** start DATA LINES **

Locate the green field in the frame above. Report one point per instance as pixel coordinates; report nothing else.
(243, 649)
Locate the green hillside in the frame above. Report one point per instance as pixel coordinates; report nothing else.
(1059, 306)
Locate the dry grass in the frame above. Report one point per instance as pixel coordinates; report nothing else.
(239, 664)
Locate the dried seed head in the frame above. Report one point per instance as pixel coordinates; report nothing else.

** end DATA LINES **
** start DATA LINES **

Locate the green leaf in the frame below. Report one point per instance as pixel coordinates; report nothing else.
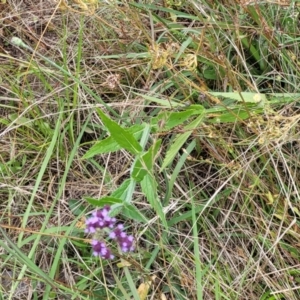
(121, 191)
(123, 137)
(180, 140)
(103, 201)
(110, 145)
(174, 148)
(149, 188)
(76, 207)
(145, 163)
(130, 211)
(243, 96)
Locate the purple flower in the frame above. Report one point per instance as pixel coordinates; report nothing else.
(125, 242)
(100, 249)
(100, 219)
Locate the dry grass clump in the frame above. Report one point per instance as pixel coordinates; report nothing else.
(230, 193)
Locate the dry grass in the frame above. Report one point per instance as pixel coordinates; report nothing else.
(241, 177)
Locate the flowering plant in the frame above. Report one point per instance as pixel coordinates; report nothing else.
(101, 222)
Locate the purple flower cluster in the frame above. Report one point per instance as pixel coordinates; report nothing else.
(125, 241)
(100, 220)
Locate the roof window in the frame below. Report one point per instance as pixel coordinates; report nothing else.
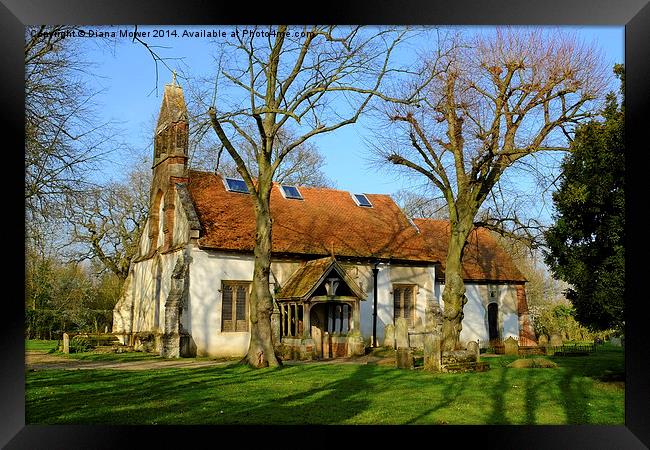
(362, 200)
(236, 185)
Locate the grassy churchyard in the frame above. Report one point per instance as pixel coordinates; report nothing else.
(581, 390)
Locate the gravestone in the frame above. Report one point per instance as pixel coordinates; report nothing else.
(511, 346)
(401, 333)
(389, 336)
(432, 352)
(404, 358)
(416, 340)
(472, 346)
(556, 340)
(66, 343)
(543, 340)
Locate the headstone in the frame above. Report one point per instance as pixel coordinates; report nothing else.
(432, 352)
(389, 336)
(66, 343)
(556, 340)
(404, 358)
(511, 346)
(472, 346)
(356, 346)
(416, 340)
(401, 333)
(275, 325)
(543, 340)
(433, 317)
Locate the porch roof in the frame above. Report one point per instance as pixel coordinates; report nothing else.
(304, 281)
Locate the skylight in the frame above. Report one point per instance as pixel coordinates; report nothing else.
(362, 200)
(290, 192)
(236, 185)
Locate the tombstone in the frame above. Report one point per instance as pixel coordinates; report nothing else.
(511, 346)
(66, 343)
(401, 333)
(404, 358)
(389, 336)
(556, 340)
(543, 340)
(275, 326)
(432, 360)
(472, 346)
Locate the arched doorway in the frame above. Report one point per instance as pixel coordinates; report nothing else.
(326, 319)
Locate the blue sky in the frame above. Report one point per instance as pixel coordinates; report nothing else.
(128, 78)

** end DATA LINES **

■ **DIRECTION**: Rewrite the lines starting with the line containing "Locate the green field" and going on through the line containing "Locate the dried", putting "image" in place of "frame" and leaving everything else unchanged.

■ **ANSWER TO THIS TASK**:
Locate the green field in the image above. Report one point per instance as pixel coordinates; report nothing else.
(243, 649)
Locate the green hillside in the image above. Report one point per instance as pixel coordinates; report nothing else.
(1059, 306)
Locate the dry grass in the image above. Report one point per instance as pixel coordinates; report nothing else.
(239, 664)
Locate the dried seed head in the image above. Report one point per instance as pixel coordinates; report nothing else.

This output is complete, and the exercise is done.